- Requirement
Output only the lines from the start of the entries through the line holding "Reply as a list". Each line must match the original exactly.

───── Source material ─────

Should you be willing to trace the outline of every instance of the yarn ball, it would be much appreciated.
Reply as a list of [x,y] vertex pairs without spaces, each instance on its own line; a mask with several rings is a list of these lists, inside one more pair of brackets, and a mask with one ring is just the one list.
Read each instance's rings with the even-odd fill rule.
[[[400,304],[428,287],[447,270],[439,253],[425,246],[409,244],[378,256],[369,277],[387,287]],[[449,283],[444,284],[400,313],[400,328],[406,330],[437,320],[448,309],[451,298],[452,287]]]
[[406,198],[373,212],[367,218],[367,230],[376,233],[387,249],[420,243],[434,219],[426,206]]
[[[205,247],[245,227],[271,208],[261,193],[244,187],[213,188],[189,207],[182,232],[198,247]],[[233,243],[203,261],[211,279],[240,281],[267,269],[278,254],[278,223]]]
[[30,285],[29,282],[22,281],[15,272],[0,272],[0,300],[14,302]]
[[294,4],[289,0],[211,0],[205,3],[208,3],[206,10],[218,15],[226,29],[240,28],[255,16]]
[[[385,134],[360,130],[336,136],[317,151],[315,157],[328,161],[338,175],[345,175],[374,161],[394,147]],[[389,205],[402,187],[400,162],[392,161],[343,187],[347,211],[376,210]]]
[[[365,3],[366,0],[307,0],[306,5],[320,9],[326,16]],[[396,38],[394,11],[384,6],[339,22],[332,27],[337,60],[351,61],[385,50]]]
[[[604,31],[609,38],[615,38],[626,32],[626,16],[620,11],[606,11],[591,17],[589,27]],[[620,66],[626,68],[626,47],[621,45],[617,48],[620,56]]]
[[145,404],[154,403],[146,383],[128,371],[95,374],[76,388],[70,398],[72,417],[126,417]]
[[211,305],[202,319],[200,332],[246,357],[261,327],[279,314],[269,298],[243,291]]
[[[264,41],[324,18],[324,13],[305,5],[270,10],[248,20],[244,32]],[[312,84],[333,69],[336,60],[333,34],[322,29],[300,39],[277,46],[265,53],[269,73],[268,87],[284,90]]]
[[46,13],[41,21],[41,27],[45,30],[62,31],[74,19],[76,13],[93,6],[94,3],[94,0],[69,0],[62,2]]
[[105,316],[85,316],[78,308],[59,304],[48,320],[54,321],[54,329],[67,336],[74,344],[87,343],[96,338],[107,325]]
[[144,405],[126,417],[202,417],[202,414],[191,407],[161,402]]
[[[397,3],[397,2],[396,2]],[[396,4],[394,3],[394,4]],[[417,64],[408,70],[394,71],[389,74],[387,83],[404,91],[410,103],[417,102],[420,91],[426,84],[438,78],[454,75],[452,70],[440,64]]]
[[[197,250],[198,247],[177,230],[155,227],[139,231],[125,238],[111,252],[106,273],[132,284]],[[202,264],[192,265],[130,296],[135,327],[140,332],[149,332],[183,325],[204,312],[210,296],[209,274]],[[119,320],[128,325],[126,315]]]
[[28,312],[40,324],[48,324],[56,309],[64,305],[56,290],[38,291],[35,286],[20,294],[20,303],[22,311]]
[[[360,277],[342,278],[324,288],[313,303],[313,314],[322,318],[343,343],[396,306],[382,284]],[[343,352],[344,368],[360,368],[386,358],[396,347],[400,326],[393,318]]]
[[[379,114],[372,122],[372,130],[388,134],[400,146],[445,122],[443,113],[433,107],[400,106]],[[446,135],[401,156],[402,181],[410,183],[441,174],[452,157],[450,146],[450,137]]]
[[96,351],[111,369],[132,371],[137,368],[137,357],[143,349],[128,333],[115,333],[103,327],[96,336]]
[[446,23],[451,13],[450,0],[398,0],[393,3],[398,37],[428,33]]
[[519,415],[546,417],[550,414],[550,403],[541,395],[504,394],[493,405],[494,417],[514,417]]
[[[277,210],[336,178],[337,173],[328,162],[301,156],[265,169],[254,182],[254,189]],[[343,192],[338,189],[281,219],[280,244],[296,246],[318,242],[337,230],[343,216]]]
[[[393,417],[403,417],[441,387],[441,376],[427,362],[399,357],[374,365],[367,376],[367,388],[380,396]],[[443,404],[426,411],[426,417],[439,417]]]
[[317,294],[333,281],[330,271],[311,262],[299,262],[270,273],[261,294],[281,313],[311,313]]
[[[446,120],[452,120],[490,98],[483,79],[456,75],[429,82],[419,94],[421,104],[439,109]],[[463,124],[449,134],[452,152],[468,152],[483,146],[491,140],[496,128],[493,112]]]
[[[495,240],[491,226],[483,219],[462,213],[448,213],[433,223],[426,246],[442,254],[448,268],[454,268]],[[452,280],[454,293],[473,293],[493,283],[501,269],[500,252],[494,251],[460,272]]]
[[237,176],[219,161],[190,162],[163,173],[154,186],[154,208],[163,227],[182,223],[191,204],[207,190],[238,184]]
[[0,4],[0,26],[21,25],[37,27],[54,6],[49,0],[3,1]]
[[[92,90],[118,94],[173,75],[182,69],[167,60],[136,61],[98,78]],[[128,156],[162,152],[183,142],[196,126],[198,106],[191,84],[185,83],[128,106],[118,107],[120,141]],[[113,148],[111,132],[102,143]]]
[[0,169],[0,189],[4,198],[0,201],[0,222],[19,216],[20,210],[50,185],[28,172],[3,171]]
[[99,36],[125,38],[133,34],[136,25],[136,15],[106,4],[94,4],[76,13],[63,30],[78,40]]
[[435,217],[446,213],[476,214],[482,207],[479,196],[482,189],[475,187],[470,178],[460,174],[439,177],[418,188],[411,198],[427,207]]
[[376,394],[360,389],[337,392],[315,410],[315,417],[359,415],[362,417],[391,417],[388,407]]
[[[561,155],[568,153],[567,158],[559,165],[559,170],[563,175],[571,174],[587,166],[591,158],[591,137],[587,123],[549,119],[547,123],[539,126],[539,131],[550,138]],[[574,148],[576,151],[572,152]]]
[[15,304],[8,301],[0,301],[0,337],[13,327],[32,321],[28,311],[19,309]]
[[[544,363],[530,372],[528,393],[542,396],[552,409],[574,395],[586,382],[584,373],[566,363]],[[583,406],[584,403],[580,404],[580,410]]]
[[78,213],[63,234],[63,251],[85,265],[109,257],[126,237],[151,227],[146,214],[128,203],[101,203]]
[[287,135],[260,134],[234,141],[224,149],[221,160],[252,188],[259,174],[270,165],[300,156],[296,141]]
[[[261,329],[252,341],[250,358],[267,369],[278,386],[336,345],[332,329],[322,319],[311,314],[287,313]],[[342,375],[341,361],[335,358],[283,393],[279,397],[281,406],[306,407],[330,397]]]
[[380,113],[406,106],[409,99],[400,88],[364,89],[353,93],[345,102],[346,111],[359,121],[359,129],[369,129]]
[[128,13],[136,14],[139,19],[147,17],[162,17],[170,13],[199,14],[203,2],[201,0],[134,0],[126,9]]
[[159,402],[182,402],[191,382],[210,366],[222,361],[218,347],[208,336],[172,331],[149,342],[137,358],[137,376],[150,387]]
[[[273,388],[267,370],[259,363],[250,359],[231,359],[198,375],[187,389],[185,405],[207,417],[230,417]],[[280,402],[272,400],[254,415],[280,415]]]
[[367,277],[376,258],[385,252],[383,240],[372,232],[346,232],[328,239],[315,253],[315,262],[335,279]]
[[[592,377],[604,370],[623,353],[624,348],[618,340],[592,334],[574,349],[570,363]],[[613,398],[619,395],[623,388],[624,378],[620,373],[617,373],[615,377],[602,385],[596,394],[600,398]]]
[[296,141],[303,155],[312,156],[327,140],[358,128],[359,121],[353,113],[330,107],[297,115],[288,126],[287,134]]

─────

- Exercise output
Should you be willing to trace the outline of every instance of the yarn ball, it would be much appreciated.
Reply as a list of [x,y] vertex pairs without spaces, each instance on its own line; a mask with several rings is a list of these lists, inside one more pair of brackets, and a mask with one ring is just the one list.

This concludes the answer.